Exercise brief - Repeat the data word for word, from its very first line through the line containing "Provide the mask of every instance of the dark", including both of those lines.

start Supplied records

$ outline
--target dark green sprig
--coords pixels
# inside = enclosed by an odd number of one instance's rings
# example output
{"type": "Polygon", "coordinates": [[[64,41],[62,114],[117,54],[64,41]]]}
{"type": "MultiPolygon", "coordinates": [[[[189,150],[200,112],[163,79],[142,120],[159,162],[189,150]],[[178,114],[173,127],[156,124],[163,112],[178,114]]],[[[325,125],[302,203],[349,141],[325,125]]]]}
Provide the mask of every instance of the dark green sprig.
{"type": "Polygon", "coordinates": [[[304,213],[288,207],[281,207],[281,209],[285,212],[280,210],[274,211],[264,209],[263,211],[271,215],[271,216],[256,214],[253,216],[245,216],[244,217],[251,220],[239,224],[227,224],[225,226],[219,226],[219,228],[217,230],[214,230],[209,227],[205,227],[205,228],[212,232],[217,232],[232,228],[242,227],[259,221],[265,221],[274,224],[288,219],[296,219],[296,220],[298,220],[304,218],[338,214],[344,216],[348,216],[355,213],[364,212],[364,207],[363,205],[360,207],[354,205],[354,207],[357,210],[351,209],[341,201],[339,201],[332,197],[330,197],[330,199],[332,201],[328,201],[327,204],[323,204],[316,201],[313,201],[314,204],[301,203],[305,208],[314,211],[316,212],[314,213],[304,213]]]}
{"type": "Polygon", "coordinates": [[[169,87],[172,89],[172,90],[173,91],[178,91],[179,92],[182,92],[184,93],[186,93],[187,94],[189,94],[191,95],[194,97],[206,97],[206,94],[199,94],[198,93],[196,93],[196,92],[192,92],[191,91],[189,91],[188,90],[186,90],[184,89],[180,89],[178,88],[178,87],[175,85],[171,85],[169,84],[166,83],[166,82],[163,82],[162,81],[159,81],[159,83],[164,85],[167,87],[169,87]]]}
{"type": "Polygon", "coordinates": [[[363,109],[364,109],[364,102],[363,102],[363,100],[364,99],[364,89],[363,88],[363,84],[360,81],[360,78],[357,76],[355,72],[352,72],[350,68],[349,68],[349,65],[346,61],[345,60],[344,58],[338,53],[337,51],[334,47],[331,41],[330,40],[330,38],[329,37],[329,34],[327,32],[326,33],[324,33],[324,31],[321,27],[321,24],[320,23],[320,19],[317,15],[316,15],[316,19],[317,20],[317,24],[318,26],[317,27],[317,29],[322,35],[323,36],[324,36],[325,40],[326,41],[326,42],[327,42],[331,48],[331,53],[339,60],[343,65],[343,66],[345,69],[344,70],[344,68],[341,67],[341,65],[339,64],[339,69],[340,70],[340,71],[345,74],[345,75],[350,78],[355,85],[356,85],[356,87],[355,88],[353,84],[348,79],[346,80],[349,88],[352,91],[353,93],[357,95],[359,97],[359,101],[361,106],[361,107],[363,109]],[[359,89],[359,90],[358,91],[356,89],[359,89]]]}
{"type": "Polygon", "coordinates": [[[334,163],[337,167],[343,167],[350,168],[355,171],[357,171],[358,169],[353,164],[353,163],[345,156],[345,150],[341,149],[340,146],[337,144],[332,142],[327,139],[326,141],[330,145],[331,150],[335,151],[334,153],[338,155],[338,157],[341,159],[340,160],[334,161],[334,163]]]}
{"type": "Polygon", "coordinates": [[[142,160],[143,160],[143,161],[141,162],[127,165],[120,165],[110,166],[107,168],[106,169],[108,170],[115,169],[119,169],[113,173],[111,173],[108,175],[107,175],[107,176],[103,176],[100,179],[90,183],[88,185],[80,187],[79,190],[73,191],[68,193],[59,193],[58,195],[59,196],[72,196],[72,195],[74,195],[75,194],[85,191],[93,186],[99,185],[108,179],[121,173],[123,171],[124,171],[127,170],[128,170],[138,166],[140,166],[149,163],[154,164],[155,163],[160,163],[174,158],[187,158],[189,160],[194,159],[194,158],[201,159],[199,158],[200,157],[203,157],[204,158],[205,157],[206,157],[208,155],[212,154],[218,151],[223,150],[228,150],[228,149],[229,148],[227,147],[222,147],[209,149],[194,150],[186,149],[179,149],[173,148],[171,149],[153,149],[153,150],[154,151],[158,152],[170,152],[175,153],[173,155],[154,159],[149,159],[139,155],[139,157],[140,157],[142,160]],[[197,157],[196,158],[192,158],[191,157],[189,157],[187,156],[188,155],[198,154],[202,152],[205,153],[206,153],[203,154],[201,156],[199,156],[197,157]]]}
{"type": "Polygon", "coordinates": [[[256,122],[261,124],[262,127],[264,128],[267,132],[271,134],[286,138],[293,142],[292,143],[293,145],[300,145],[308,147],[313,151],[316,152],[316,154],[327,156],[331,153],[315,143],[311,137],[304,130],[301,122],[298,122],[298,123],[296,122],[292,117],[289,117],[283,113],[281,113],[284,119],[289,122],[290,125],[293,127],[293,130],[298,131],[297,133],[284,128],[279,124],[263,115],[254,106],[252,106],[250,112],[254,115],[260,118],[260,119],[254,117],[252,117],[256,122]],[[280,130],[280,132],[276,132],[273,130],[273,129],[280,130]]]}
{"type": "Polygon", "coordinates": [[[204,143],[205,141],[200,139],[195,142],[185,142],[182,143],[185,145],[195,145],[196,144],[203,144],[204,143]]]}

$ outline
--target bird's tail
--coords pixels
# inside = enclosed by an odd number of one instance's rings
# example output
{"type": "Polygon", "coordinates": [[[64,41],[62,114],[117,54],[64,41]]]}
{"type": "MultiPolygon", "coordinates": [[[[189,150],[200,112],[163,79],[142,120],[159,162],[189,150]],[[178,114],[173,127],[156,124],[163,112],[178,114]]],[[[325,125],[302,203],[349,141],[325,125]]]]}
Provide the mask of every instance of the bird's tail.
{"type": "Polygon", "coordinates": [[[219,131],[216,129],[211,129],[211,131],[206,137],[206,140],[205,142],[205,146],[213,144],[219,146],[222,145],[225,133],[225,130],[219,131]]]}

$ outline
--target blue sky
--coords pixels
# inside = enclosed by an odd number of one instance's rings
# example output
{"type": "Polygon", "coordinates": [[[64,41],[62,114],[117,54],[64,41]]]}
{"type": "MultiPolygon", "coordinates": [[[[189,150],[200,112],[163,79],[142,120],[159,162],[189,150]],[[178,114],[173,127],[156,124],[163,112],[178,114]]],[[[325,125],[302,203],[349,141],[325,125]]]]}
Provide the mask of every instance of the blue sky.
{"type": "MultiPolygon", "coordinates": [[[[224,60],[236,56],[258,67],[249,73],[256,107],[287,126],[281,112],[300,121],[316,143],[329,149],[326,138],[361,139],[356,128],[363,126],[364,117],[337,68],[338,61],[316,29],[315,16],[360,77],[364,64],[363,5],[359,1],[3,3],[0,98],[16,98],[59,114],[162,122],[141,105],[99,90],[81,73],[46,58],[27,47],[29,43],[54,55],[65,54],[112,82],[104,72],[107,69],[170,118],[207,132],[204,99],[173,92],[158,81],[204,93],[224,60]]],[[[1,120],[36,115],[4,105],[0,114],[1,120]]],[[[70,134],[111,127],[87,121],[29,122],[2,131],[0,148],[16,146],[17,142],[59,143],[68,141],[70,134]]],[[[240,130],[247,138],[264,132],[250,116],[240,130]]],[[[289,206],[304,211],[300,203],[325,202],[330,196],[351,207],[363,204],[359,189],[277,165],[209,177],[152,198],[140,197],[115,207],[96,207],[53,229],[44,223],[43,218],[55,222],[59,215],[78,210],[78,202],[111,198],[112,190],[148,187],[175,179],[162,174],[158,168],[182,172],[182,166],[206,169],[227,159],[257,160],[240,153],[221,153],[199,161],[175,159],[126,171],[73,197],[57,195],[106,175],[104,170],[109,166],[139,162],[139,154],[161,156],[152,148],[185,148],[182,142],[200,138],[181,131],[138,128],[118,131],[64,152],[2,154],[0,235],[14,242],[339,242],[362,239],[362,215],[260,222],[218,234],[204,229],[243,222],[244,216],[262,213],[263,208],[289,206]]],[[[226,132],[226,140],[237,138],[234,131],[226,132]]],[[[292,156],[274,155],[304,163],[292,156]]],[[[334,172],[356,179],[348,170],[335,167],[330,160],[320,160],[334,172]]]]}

end Supplied records

Finished exercise -
$ outline
--target dark green sprig
--coords pixels
# inside = enclosed by an odd number of one instance's rings
# example output
{"type": "Polygon", "coordinates": [[[64,41],[62,114],[117,54],[64,41]]]}
{"type": "MultiPolygon", "coordinates": [[[[189,150],[200,112],[163,79],[142,120],[159,162],[189,150]],[[178,114],[173,127],[156,124],[163,112],[178,114]]],[[[325,125],[302,203],[349,141],[325,125]]]]}
Provide the mask of every instance of the dark green sprig.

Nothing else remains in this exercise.